# SET TASKS:
(a) Using the Elmo cake post, answer these questions:
(i) How old was the daughter whose birthday party the cake was made for?
(ii) What size was the bottom layer of the cake?
(iii) What was used instead of cake to make the 12 inch layer?
(b) Repeat the part of the Elmo cake post from "This cake is" up to and including "taste of fondant.".
(c) Decide whether each statement agrees with the Elmo cake post. Answer yes or no for each, and quote the words from the post that decide it.
(i) The bottom tier that was served was covered in fondant.
(ii) The cake copies one from a Wilton Yearbook.
(iii) Following the book's directions exactly will produce the same result.

# TEXT EXCERPT:
==*==

Posted by: denise | Comments (4)

An Elmo Birthday!

An Elmo Birthday!


I made this cake for my daughter’s 1 year-old birthday party. It took me a long time to decide on the exact cake, but I knew it had to be Elmo. I think all little kids absolutely LOVE elmo; ok, i’m somewhat fond of the little red monster myself!

This cake is an exact copy of a cake from a Wilton Yearbook, but I can tell you that if you follow the directions exactly from the book, you will not get this result! If you do, please comment here and share your secret! Please!

Here’s how I made this cake:

2 tier cake, bottom layer 14 inch, top layer 12 inch. This cake serves ~120 people, but I only needed ~70 slices, so I made the 12 inch layer using styrofoam rounds instead of cake, and covered the rounds with fondant. The bottom tier that I served was iced with buttercream instead of fondant, just because I don’t care much for the taste of fondant.

==*==

# MATERIAL:
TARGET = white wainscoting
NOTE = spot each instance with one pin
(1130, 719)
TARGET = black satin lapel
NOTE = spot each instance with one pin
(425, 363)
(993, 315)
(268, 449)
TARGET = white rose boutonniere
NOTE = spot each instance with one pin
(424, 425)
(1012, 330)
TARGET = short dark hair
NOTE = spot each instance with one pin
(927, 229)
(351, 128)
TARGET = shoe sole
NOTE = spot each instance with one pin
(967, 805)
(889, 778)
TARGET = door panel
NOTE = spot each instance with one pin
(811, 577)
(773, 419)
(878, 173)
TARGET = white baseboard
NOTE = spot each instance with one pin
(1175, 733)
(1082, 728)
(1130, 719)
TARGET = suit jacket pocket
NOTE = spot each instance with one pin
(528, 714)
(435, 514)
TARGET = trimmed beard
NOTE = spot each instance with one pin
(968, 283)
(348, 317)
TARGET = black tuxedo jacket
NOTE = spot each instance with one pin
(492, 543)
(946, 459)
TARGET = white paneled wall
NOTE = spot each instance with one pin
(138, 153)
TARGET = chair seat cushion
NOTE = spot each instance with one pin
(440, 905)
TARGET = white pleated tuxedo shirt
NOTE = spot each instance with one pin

==*==

# THE RESULTS:
(a)
(i) 1 year old
(ii) 14 inch
(iii) Styrofoam rounds covered with fondant

(b)
This cake is an exact copy of a cake from a Wilton Yearbook, but I can tell you that if you follow the directions exactly from the book, you will not get this result! If you do, please comment here and share your secret! Please!

Here’s how I made this cake:

2 tier cake, bottom layer 14 inch, top layer 12 inch. This cake serves ~120 people, but I only needed ~70 slices, so I made the 12 inch layer using styrofoam rounds instead of cake, and covered the rounds with fondant. The bottom tier that I served was iced with buttercream instead of fondant, just because I don’t care much for the taste of fondant.

(c)
(i) No: "The bottom tier that I served was iced with buttercream instead of fondant"
(ii) Yes: "This cake is an exact copy of a cake from a Wilton Yearbook"
(iii) No: "if you follow the directions exactly from the book, you will not get this result!"